- _Activity_
Check every line below for the word "stem" and copy the ones that have it.

(Collection entries)
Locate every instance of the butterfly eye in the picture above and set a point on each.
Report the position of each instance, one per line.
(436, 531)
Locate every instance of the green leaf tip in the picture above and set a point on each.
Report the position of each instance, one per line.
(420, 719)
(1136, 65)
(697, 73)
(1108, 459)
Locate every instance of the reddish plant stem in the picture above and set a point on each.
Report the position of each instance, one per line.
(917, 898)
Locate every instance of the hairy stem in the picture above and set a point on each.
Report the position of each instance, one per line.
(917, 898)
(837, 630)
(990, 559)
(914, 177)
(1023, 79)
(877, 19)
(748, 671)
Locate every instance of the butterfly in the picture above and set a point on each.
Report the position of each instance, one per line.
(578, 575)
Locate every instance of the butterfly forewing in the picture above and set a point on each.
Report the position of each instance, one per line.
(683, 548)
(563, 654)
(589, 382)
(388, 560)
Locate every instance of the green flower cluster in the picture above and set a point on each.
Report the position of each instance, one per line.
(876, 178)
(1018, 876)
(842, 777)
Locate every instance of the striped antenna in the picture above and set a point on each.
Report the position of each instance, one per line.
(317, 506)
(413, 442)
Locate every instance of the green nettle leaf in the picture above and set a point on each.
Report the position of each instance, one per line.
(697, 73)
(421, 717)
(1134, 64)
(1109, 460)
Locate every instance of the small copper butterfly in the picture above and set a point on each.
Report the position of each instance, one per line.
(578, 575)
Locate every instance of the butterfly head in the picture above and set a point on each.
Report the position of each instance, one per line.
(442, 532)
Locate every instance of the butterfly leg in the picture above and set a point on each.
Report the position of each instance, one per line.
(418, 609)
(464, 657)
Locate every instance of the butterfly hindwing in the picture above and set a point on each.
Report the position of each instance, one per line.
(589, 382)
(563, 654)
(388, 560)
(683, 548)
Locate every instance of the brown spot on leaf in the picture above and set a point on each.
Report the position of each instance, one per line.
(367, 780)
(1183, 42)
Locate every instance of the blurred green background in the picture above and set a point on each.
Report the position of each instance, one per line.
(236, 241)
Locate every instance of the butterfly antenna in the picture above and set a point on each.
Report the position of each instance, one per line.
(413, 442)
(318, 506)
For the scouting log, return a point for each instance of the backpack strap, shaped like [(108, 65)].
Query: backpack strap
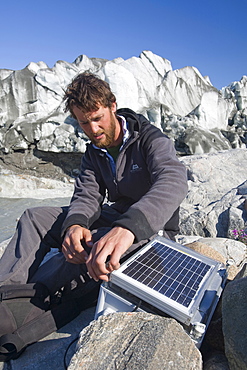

- _Expected answer_
Locate every instance of the reddish plant stem in the picture above and set a point on each.
Locate every instance of the hairy stem in the picture above and set a point on each.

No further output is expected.